Please answer these questions from the page extract on jq and yq, one per line:
(a) What file does the yq command create?
(b) To what value is the version changed in that file?
(c) Which tool is the writer eyeing for rendering an OAS into a Markdown documentation page?

▶ _Page extract_:
____________

At the end of the command, specifying --args (with an s) and desired properties will only extract those properties.

Get version and tags

jq -rf extract.jq --arg yaml true 'schemas/petstore.json' --args 'version' 'tags'
info:
version: 1.0.6
paths./pet/findByStatus.get:
tags: [
"pet"
]
paths./pet/findByTags.get:
tags: [
"pet"
]
paths./pet/{petId}.get:
tags: [
"pet"
]
...

Using the yq utility #

My YAML formatting is pretty bad, so use yq instead:

jq -rf extract.jq "schemas/petstore.json" --args "tags" "version" |
yq eval -P > tagged.yml

Creates a prettier file called tagged.yml:

info:
version: 1.0.6
paths./pet.post:
tags:
- pet
paths./pet.post.responses.200.content.application/xml.examples.example-1.value:
tags:
- id: 0
name: string
...

Insertion #

Once I have my YAML file, I can edit it however I want. Then, I need to update the schema with my edits.

In tagged.yml, change the version to 1.0.7 :

info:
version: 1.0.7
paths./pet.post:
tags:
- pet
paths./pet.post.responses.200.content.application/xml.examples.example-1.value:
tags:
- id: 0
name: string

Use yq for converting YAML to JSON:

yq eval -j "tagged.yml" |
jq -f insert.jq --slurpfile oas "schemas/petstore.json"

The JSON will be updated with the new value:

  "info": {
"description": "This is a sample Pet Store Server...",
"version": "1.0.7",
}

(insert.jq source)

Multiple annotation files #

First merge multiple YAMLs with yq, then pipe to jq.

yq eval-all '. as $item ireduce ({}; . * $item )' tagged.yml anotherAnnotation.yml |
jq -f insert.jq --slurpfile oas "schemas/petstore.json"

The End #

That’s “The Annotator” for you, which is really more a JSON Leaf Extractor. It achieves part of my overwrite mechanism.

The annotation file can be a way to add custom properties. For example, I may want to add an x-afterword property. Many have created their own extensions for custom data design, as proven by this list of OAS x-tensions found in the wild.

Next up, rendering an OAS into a documentation page in Markdown. I am eyeing RapiDoc, as it looks nice and it’s easily customizable. Cheers! 🍻

____________

▶ _Extracted information_:
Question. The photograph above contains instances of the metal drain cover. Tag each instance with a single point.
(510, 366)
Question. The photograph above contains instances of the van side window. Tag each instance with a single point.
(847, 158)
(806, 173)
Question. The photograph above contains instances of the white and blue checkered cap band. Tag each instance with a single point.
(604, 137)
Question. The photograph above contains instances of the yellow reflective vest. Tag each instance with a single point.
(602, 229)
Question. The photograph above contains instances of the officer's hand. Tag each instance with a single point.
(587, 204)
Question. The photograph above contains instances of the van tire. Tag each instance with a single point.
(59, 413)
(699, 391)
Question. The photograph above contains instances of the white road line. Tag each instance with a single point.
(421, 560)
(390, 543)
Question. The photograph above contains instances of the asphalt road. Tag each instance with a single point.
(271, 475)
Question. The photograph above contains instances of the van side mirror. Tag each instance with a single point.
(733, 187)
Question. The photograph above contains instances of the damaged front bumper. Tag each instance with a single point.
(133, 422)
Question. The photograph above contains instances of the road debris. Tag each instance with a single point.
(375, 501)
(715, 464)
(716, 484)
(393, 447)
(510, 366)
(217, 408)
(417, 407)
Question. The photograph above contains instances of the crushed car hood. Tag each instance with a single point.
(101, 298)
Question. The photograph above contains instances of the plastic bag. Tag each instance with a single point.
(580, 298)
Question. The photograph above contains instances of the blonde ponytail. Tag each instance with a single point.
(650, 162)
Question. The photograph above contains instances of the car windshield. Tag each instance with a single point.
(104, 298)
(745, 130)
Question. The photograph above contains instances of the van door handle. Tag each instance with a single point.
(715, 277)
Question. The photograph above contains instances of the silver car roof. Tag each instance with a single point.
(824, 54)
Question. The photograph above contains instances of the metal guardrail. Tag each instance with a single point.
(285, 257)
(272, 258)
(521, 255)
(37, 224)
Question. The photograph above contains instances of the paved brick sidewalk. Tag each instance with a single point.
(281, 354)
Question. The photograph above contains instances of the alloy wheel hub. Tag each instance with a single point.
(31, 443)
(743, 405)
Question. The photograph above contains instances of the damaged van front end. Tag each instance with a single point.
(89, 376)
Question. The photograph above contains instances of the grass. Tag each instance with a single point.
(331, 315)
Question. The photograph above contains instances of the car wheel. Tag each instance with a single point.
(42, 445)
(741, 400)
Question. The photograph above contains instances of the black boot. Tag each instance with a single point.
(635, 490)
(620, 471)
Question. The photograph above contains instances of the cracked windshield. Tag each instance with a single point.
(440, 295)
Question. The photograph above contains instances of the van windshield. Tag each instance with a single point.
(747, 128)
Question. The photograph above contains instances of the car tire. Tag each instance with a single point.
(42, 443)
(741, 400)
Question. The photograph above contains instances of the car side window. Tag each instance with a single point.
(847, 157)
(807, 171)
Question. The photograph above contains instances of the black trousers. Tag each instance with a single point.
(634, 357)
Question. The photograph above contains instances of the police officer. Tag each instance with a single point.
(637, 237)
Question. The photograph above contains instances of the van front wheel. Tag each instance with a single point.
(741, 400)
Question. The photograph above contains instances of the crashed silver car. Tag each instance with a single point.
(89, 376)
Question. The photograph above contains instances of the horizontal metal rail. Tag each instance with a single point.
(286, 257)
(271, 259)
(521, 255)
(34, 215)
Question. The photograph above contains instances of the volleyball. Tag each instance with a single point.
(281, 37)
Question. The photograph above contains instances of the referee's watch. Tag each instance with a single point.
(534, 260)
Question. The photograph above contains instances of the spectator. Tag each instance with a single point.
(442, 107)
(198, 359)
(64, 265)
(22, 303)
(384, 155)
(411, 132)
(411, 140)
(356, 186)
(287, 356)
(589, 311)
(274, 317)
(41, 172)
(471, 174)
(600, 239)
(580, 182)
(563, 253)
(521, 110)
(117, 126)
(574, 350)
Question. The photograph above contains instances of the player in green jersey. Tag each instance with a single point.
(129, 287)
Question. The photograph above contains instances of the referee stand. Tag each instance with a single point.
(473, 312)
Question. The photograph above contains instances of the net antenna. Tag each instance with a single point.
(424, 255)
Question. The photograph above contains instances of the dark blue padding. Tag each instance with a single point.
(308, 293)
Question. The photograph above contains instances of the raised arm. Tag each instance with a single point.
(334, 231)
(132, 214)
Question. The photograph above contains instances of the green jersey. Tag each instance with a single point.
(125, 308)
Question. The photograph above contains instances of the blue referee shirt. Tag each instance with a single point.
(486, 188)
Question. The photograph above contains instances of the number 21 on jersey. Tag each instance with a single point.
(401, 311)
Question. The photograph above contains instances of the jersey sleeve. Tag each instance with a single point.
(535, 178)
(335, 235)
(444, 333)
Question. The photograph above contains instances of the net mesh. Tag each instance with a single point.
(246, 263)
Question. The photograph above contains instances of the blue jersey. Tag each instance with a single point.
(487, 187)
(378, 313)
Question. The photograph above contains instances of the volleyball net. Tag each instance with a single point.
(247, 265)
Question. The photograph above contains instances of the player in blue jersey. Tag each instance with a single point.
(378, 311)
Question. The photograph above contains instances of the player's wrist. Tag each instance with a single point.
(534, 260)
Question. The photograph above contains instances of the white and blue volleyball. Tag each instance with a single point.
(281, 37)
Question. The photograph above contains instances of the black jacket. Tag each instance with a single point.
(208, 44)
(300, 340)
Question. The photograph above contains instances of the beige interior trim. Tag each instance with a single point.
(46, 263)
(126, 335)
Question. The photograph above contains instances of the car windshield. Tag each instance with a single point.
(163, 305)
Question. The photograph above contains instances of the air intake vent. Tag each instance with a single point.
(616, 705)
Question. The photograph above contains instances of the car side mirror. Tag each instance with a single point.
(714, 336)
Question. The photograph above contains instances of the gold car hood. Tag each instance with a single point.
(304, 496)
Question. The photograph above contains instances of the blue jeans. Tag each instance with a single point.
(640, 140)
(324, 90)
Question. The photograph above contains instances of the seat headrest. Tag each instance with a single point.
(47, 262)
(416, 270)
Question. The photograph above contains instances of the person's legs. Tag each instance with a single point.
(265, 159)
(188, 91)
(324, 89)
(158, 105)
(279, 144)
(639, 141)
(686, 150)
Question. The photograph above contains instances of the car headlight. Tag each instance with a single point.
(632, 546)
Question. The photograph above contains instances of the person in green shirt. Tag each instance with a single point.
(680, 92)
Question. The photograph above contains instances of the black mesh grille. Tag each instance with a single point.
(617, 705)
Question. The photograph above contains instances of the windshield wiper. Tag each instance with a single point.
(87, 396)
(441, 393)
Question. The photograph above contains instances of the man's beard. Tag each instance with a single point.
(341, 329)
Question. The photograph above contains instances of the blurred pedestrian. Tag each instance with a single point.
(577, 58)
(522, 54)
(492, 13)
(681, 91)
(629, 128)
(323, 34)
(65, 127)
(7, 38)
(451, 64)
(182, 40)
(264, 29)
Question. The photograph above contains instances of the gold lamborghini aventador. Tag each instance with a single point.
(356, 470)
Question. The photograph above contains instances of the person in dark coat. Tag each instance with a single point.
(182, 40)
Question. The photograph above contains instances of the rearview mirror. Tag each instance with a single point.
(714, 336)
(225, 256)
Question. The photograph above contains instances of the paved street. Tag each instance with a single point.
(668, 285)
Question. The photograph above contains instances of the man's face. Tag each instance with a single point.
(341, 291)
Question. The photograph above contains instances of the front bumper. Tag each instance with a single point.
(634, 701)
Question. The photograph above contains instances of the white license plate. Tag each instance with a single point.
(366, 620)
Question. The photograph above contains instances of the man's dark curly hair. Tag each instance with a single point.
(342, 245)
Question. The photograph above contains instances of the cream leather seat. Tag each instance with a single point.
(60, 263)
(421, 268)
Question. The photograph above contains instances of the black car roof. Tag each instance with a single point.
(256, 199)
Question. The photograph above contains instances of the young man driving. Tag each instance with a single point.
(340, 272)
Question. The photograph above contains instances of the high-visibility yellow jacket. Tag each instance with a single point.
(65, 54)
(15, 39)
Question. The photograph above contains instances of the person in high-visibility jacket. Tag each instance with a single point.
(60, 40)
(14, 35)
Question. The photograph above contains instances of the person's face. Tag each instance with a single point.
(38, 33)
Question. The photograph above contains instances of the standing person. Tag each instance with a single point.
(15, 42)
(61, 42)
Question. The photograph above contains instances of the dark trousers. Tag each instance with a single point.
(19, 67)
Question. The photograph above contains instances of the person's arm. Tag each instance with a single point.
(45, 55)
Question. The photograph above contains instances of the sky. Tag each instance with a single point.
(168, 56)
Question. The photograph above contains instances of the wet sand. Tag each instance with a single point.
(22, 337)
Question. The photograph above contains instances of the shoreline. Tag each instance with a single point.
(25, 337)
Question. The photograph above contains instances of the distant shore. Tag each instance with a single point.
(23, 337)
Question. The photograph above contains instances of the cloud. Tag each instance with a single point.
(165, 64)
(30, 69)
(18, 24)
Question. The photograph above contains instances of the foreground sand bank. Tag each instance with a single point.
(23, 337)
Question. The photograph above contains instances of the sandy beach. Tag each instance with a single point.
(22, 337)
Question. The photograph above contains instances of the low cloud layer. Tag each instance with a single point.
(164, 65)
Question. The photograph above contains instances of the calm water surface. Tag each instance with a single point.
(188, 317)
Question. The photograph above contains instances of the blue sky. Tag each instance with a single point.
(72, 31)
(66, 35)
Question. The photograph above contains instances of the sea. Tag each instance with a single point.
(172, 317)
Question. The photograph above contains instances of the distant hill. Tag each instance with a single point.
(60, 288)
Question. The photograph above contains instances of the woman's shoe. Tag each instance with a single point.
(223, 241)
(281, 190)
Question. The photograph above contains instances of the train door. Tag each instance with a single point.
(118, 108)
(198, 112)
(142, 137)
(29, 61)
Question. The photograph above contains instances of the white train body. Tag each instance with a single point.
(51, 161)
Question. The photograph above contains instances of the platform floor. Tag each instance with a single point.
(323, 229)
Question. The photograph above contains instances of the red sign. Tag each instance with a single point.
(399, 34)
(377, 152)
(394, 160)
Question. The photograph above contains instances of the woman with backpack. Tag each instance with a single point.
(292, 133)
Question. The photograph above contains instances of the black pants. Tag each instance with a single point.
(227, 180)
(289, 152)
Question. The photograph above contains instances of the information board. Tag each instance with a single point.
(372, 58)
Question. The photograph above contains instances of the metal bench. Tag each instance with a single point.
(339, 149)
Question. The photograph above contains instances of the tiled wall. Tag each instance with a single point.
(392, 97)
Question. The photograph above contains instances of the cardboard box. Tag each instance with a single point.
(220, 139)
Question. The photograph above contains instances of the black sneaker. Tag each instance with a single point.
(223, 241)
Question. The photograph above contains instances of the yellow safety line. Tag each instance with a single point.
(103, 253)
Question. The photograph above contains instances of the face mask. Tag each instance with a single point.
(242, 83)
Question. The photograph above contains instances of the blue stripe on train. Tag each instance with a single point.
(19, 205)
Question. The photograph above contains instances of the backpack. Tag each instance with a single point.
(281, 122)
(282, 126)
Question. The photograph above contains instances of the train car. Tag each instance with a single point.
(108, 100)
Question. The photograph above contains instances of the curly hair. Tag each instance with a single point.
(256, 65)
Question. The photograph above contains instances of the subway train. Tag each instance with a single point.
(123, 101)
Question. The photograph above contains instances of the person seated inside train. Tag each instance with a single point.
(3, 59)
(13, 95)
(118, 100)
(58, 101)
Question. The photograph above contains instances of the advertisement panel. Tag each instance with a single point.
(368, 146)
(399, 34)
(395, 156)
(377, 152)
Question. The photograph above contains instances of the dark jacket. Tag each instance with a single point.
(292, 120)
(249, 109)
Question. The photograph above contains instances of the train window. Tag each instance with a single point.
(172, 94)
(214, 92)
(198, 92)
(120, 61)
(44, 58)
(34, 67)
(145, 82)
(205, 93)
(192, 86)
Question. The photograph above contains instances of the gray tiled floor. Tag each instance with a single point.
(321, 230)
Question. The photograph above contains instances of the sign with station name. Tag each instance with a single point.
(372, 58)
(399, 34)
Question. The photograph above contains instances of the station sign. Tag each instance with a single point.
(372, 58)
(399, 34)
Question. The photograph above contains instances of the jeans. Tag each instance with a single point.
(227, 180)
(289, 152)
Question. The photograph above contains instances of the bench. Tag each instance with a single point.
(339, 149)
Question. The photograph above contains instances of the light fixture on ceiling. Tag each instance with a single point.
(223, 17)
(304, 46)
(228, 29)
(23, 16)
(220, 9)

____________

▶ _Solution to the exercise_:
(a) tagged.yml
(b) 1.0.7
(c) RapiDoc